REQUIRED WORK: Quote the material word for word, starting at the very beginning and ending with the line that contains "left=38, top=179, right=88, bottom=228".

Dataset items
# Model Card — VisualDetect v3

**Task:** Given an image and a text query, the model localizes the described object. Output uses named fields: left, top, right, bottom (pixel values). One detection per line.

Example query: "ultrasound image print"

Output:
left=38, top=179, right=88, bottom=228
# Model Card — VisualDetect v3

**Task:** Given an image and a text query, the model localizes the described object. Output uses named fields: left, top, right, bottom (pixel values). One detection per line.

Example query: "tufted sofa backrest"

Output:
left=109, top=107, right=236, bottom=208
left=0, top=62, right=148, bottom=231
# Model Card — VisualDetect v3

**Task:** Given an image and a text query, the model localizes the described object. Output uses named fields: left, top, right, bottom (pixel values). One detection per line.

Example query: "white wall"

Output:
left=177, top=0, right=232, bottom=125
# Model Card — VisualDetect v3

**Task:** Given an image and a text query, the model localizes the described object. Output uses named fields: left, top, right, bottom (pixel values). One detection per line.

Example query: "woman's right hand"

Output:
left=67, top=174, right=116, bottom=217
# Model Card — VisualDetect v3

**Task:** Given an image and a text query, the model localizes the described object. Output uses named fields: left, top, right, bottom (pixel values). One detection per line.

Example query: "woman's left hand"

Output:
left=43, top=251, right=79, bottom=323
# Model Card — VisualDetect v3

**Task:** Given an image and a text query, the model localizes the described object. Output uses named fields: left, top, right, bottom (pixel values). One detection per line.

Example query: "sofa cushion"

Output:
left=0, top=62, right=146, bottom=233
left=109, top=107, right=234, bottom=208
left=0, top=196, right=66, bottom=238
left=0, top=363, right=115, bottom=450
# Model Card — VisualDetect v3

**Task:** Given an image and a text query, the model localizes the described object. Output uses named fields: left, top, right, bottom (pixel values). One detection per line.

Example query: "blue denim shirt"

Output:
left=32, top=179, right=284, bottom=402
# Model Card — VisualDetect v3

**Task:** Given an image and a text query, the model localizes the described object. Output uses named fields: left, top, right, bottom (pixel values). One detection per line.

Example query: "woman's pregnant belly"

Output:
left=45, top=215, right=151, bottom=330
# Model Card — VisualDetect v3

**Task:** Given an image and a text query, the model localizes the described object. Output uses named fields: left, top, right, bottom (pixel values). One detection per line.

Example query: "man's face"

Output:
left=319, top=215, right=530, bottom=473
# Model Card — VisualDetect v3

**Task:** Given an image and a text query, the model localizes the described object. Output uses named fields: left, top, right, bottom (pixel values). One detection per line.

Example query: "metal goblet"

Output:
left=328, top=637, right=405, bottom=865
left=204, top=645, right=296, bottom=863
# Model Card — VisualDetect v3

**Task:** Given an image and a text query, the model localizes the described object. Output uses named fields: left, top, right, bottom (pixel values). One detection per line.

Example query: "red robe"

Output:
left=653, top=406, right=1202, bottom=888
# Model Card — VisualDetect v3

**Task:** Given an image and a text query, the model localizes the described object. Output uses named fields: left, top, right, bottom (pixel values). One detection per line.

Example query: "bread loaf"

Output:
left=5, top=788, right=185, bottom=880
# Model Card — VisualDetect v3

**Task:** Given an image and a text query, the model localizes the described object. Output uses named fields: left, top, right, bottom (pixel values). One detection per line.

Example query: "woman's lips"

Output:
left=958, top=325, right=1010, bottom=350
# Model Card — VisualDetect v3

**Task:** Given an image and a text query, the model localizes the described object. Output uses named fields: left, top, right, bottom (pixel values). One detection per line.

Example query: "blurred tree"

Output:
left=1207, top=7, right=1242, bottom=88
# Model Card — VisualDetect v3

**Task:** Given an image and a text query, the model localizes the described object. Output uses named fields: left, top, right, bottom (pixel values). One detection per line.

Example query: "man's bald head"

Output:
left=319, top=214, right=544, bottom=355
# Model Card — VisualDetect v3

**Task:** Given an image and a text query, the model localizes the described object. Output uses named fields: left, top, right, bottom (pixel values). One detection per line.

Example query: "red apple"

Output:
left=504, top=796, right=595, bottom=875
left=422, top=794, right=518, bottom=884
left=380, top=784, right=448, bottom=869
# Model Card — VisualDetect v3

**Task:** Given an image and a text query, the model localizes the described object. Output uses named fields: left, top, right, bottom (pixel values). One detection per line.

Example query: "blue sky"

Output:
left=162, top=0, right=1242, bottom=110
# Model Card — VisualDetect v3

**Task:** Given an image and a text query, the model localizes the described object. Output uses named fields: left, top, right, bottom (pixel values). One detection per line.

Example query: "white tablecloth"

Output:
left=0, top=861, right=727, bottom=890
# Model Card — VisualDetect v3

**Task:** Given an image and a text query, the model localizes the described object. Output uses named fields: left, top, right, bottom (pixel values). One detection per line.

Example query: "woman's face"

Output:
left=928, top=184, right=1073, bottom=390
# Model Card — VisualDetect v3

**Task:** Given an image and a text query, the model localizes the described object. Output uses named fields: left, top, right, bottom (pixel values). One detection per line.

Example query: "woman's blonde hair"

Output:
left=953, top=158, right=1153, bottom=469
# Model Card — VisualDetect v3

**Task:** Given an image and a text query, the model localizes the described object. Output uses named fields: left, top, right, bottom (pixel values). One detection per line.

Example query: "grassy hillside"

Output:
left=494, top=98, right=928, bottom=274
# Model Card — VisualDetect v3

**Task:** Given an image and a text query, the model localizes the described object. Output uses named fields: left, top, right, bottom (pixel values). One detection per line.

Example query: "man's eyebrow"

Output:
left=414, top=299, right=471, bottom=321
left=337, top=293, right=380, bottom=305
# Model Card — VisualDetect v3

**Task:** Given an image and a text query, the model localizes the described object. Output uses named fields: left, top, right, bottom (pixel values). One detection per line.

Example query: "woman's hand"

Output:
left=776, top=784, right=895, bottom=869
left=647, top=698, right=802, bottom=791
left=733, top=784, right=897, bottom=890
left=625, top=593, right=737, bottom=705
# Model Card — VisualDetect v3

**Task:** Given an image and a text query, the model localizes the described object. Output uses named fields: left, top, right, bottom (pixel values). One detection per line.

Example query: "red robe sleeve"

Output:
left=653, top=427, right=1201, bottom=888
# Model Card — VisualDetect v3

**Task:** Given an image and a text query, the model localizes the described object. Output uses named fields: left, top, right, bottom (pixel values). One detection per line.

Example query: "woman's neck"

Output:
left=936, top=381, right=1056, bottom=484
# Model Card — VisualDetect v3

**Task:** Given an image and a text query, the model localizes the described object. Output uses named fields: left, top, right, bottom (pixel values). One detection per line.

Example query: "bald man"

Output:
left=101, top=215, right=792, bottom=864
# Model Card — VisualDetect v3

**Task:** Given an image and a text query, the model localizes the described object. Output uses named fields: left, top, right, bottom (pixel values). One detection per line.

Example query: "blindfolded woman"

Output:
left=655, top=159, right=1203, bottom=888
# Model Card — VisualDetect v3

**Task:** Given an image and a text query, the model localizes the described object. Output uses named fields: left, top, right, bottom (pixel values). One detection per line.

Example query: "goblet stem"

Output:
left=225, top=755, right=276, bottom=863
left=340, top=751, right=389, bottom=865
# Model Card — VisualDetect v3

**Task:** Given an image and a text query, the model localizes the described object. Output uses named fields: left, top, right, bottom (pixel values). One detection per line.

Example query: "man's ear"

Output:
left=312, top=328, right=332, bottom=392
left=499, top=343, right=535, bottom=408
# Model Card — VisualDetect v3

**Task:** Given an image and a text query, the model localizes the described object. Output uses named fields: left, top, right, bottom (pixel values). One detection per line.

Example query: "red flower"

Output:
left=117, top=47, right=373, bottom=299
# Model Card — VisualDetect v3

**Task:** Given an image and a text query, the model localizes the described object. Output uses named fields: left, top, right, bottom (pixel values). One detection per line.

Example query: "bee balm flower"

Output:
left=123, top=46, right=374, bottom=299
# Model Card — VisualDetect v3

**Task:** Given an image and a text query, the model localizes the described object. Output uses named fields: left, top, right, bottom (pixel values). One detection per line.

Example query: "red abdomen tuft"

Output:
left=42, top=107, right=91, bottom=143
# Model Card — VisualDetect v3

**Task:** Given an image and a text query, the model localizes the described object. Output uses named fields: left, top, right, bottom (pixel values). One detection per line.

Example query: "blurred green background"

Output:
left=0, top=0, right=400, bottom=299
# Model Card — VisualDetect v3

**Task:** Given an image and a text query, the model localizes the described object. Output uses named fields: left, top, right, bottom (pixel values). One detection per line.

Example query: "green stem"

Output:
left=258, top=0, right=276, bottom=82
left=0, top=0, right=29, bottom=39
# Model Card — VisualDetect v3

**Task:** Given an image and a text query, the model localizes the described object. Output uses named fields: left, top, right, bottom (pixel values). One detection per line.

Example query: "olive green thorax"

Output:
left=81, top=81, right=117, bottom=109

WRITTEN SOLUTION:
# Model Card — VisualDetect v3

**Task:** Given an image and a text query, the model localizes the described object. Output uses named fields: left, top, right, bottom (pixel values). One detection per line.

Example query: "ultrasound image print"

Output:
left=38, top=179, right=88, bottom=228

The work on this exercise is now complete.